* Prompt 1
Reproduce the polished concrete text word for word, starting at "It is important" and ending at "considered and implemented.".
* Prompt 2
In the polished concrete text, which MasterFormat section is given as one that could include an outline for daily, weekly, and extended polished floor care?

* Page text
========================================================================

Premature wear or degradation of the polished surface
The final category of concerns involves wear or damage from use.
Fit for use
Polished concrete is a great floor system, but it does have limitations—it is not a coating and is therefore permeable. While advancements in stain protection have been made, polished concrete at this time is not stainproof (Figure 6).
Further, polished concrete is susceptible to chemical attack. De-icing salts, acids, and oils will penetrate the polished surface, remove shine, and, in the case of prolonged exposure, cause degradation.
It is important to note polished concrete will not perform well or provide value over time in areas such as outside entry vestibules (depending on geographic location), emergency service vehicle parking bays, and wash bays. The long-term use of any space should be considered when choosing polished concrete as the floor finish.
A high-traffic public corridor near street access will see a loss of shine or damage to the polished surface if floor maintenance and engineered environmental controls are not considered and implemented.
The first step in addressing concerns regarding maintenance is to include the required instructions for floor upkeep in the project documents itself. This could be a simple mandate to supply maintenance data as part of closeout documents. The specification could be, “B. Maintenance Data: Provide manufacturer’s instructions for maintenance of installed work, including methods and frequency recommended for maintaining optimum condition under intended use. These instructions should contain precautions against cleaning products and/or methods, which may be detrimental to finishes and performance.”
A more robust option would be to include all items pertaining to maintenance in their own section. For example, MasterFormat Section 03 01 30, “Maintenance of Cast-in-Place Concrete,” could include an outline for daily, weekly, and extended polished floor care.
Creating awareness through approach
When specifying polished concrete, one is outlining to the long list of professionals what the final vision for the floor surface is, how it should be achieved, and what everyone’s role is. Concrete suitable for many floorcovering materials is usually not appropriate for polishing. In the past, specifiers and owners have often delayed selecting floorcoverings or other treatments until after the concrete contract is signed or even after the concrete is placed. This approach does not always work for polished concrete. As mentioned earlier, floor slabs for concrete polishing require special attention if they are to meet an expected outcome. Failure to recognize and address this fact can spell doom for a project even before the polisher gets to the site.

========================================================================

* Data provided
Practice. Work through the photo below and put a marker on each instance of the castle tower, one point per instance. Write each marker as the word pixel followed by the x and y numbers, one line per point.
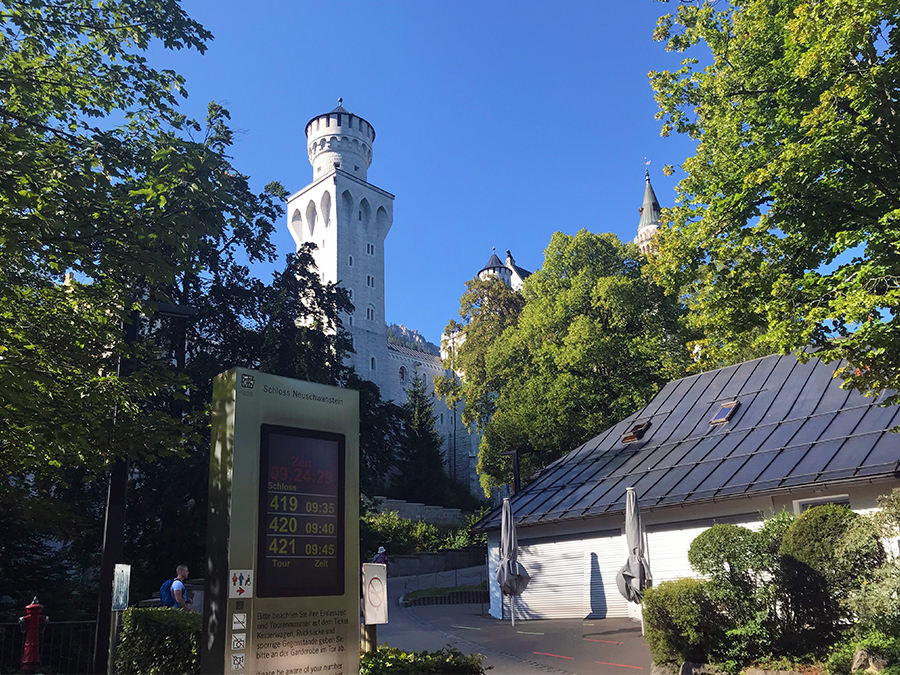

========================================================================

* Correct answer 1
It is important to note polished concrete will not perform well or provide value over time in areas such as outside entry vestibules (depending on geographic location), emergency service vehicle parking bays, and wash bays. The long-term use of any space should be considered when choosing polished concrete as the floor finish.
A high-traffic public corridor near street access will see a loss of shine or damage to the polished surface if floor maintenance and engineered environmental controls are not considered and implemented.

* Correct answer 2
Section 03 01 30, "Maintenance of Cast-in-Place Concrete."